*INSTRUCTIONS FOR THE TASK*.
In full and word for word, restate the lines of the listing.
[Opening AVAILABLE RECORDS section]
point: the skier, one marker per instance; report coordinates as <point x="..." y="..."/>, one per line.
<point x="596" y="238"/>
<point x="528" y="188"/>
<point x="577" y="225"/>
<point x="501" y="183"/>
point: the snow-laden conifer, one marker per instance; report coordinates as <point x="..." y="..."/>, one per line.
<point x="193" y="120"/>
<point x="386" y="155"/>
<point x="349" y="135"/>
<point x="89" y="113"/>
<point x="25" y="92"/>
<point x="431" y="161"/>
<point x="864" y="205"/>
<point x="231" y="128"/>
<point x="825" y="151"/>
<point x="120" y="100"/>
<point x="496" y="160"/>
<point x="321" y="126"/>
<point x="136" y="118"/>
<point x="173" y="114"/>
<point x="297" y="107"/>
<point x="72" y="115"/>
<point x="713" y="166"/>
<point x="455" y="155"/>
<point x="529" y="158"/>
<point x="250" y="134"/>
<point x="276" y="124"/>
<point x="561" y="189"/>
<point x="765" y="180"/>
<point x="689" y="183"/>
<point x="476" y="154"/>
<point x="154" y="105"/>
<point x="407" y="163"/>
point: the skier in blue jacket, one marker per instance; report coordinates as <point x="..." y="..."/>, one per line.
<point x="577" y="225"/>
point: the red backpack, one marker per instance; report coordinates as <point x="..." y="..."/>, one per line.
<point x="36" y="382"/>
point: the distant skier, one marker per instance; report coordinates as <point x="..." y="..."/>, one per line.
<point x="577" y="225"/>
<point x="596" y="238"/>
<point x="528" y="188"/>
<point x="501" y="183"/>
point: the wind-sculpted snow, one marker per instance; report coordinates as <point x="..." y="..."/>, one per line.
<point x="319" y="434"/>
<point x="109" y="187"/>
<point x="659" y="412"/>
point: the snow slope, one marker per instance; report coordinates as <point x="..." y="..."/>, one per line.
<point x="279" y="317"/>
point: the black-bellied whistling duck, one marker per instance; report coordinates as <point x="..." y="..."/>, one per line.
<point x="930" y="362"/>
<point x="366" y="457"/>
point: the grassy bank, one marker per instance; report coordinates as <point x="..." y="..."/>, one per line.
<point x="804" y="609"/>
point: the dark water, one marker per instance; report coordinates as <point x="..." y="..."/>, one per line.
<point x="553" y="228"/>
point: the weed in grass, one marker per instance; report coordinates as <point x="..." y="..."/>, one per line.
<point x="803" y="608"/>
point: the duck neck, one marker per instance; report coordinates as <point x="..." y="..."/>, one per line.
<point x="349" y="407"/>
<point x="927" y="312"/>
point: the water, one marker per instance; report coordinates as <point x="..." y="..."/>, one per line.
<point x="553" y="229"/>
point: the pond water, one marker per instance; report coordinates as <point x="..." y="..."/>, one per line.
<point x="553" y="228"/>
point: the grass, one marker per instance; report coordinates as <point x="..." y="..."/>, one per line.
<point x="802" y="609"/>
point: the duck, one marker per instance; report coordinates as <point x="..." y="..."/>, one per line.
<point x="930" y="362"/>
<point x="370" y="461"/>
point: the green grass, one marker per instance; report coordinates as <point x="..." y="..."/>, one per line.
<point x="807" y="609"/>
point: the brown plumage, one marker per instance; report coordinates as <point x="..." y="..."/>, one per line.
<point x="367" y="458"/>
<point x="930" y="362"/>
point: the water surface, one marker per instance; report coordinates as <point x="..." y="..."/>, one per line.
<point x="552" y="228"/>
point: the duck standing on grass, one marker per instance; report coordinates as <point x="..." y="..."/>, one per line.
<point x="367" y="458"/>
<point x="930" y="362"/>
[Closing AVAILABLE RECORDS section]
*WRITTEN RESPONSE*.
point: the skier, one marker per instance; report coordinates as <point x="..." y="..."/>, one per line.
<point x="596" y="238"/>
<point x="528" y="188"/>
<point x="577" y="225"/>
<point x="501" y="183"/>
point: the snow-laden conifer, one marker per instance; report coordinates as <point x="..." y="..."/>, one per line.
<point x="193" y="120"/>
<point x="386" y="155"/>
<point x="349" y="135"/>
<point x="89" y="113"/>
<point x="25" y="92"/>
<point x="431" y="161"/>
<point x="864" y="205"/>
<point x="231" y="128"/>
<point x="825" y="151"/>
<point x="120" y="100"/>
<point x="496" y="160"/>
<point x="321" y="126"/>
<point x="136" y="118"/>
<point x="173" y="114"/>
<point x="297" y="107"/>
<point x="72" y="115"/>
<point x="713" y="166"/>
<point x="455" y="155"/>
<point x="529" y="158"/>
<point x="250" y="134"/>
<point x="276" y="124"/>
<point x="561" y="189"/>
<point x="765" y="180"/>
<point x="689" y="183"/>
<point x="476" y="154"/>
<point x="154" y="105"/>
<point x="407" y="163"/>
point: the skier in blue jacket, one marker per instance; report coordinates as <point x="..." y="..."/>, one per line.
<point x="577" y="225"/>
point: the red backpack, one marker per instance; report coordinates as <point x="..." y="..."/>, one per line.
<point x="36" y="382"/>
point: the distant skier, one marker per instance; report coordinates as <point x="..." y="..."/>, one per line.
<point x="577" y="225"/>
<point x="596" y="238"/>
<point x="528" y="188"/>
<point x="501" y="183"/>
point: the wind-sculpted snow, one marker per instance; report coordinates as <point x="..." y="..."/>, one per line.
<point x="319" y="434"/>
<point x="109" y="187"/>
<point x="659" y="412"/>
point: the snow slope, one marker per instance; report coordinates as <point x="..." y="..."/>, one per line.
<point x="279" y="317"/>
point: the black-bellied whistling duck, one marker per instance; report coordinates as <point x="..." y="..."/>, one per line.
<point x="930" y="362"/>
<point x="366" y="457"/>
point: the grassy bank, one marker per instance; report coordinates as <point x="..." y="..."/>, one per line.
<point x="804" y="609"/>
point: the dark water, one marker per instance; report coordinates as <point x="..." y="..."/>, one per line.
<point x="553" y="228"/>
point: the weed in grass, one marker per instance; report coordinates as <point x="..." y="..."/>, one per line.
<point x="803" y="608"/>
point: the duck neck, one marker per instance; report coordinates as <point x="..." y="..."/>, one per line.
<point x="349" y="407"/>
<point x="927" y="312"/>
point: the water, one marker per instance; report coordinates as <point x="..." y="..."/>, one per line.
<point x="553" y="229"/>
point: the pond water, one marker per instance; report coordinates as <point x="..." y="..."/>, one per line.
<point x="553" y="228"/>
point: the grass, one marker per instance; report coordinates as <point x="..." y="..."/>, one per line.
<point x="802" y="609"/>
point: the duck, one marker per instance; report coordinates as <point x="..." y="..."/>, one per line.
<point x="930" y="362"/>
<point x="370" y="461"/>
point: the green grass, one marker per instance; report coordinates as <point x="..." y="..."/>, one per line.
<point x="807" y="609"/>
point: the brown plumage, one marker per instance; report coordinates as <point x="..." y="..."/>, one per line.
<point x="367" y="458"/>
<point x="930" y="362"/>
point: the water surface, one marker per instance; report coordinates as <point x="..." y="..."/>, one per line.
<point x="552" y="228"/>
point: the duck standing on grass, one marker per instance; report coordinates as <point x="..." y="..."/>, one per line.
<point x="367" y="458"/>
<point x="930" y="362"/>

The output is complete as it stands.